● Records to process
┌────────

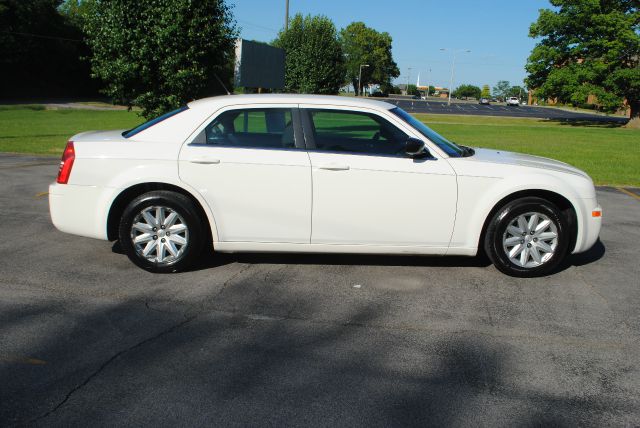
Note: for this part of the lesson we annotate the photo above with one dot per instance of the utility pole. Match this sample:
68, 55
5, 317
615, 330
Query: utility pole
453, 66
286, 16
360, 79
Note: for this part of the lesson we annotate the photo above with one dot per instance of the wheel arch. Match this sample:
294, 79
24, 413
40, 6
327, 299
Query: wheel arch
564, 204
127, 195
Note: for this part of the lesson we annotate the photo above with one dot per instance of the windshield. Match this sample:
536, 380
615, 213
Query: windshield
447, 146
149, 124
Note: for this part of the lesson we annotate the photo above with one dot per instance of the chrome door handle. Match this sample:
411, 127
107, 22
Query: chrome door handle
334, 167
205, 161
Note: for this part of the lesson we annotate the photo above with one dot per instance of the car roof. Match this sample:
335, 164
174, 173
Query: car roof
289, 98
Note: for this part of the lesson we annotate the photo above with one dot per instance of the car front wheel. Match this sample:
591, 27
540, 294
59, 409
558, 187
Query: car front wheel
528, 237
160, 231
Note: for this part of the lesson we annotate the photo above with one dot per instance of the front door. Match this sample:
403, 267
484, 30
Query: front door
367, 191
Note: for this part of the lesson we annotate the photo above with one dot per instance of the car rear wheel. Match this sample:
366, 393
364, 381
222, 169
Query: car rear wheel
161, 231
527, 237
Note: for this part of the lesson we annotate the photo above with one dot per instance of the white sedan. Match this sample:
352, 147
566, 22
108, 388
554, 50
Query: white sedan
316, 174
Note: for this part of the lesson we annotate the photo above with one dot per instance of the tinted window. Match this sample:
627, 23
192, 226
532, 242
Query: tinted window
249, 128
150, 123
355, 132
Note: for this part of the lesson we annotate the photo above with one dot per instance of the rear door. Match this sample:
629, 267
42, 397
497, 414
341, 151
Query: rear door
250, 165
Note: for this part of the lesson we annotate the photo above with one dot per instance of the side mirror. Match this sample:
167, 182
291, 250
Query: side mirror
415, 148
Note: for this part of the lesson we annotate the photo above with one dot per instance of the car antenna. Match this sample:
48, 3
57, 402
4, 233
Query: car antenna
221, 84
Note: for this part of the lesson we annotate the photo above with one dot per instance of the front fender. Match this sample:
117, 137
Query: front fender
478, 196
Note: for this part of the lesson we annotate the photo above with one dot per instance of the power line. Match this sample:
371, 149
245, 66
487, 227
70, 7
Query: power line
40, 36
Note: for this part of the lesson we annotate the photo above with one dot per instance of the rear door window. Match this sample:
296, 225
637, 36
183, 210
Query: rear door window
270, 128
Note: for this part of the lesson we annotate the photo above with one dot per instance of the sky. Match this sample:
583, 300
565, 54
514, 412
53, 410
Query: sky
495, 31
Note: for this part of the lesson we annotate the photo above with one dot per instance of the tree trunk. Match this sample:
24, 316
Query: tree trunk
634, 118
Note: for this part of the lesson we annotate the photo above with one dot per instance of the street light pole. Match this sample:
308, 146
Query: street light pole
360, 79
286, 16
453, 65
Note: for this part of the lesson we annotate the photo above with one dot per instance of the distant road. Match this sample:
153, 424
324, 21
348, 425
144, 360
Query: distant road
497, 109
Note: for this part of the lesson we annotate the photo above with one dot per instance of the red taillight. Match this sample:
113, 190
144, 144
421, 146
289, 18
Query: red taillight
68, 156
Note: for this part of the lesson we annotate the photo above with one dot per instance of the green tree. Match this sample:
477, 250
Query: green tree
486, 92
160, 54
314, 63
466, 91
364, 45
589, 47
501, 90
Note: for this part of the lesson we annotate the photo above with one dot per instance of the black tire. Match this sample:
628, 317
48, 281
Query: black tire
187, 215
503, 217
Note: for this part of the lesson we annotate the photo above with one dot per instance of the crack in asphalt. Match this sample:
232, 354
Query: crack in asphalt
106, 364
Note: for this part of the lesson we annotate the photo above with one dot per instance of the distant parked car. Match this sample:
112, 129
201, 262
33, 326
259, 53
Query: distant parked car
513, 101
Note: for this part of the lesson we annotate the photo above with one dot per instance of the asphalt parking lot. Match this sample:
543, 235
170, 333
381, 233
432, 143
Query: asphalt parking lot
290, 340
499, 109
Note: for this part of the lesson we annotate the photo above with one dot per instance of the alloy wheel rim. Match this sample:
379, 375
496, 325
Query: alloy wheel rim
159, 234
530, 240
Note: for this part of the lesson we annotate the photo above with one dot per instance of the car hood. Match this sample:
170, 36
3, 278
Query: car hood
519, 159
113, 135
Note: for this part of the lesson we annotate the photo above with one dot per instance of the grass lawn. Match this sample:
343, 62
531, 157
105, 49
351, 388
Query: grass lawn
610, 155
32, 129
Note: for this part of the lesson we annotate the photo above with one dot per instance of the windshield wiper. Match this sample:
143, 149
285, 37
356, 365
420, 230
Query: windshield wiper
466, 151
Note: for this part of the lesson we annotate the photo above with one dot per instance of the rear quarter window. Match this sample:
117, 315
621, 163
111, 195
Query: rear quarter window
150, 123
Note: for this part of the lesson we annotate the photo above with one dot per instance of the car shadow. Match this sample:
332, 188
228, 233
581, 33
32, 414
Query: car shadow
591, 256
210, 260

└────────
┌────────

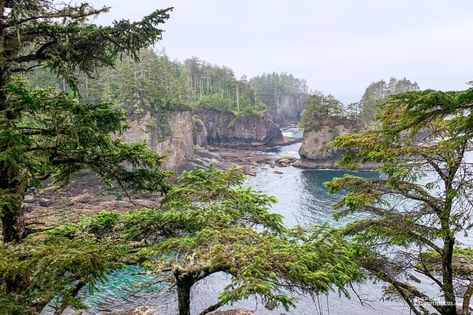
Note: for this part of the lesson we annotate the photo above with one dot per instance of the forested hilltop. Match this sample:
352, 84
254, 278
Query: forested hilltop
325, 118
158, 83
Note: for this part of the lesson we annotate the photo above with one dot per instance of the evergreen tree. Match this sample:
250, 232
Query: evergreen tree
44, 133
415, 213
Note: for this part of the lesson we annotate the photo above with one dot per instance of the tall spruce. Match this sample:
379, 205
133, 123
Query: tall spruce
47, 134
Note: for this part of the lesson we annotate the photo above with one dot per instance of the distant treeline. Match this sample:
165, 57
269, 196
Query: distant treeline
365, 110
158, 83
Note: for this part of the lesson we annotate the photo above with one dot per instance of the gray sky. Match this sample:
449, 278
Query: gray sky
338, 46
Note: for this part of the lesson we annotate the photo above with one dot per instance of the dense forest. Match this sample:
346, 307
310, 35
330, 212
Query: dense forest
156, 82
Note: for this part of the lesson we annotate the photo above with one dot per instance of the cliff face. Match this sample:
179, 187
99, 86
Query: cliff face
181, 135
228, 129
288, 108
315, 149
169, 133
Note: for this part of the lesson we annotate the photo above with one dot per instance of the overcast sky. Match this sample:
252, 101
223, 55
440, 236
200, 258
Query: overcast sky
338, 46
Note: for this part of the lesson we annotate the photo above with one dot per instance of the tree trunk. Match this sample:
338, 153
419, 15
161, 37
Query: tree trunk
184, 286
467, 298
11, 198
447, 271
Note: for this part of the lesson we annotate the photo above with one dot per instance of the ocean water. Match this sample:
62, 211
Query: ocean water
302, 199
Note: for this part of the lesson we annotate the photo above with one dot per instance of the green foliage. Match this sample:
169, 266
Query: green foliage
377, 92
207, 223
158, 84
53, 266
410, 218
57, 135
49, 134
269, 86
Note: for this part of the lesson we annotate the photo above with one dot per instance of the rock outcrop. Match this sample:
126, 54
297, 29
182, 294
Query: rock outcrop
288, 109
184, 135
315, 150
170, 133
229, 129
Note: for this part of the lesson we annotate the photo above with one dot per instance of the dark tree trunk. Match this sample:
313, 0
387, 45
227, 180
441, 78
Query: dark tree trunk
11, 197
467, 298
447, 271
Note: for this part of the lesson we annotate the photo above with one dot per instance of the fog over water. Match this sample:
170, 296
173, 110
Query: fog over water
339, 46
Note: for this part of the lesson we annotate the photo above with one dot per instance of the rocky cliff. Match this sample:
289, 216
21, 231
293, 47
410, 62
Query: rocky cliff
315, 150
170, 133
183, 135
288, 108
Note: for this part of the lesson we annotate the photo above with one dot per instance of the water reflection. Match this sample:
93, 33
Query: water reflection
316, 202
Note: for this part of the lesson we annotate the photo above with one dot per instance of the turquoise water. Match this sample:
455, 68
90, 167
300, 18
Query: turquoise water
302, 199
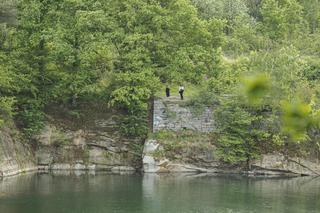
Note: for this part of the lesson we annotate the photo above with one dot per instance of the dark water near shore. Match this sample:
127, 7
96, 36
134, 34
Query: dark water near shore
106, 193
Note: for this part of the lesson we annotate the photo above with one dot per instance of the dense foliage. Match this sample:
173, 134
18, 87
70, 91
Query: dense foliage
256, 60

└────────

● Work to complete
Count the lines of the listing above that contain the string "forested", treating uppercase and lowercase as different, and reply with the number alone.

● Result of this task
2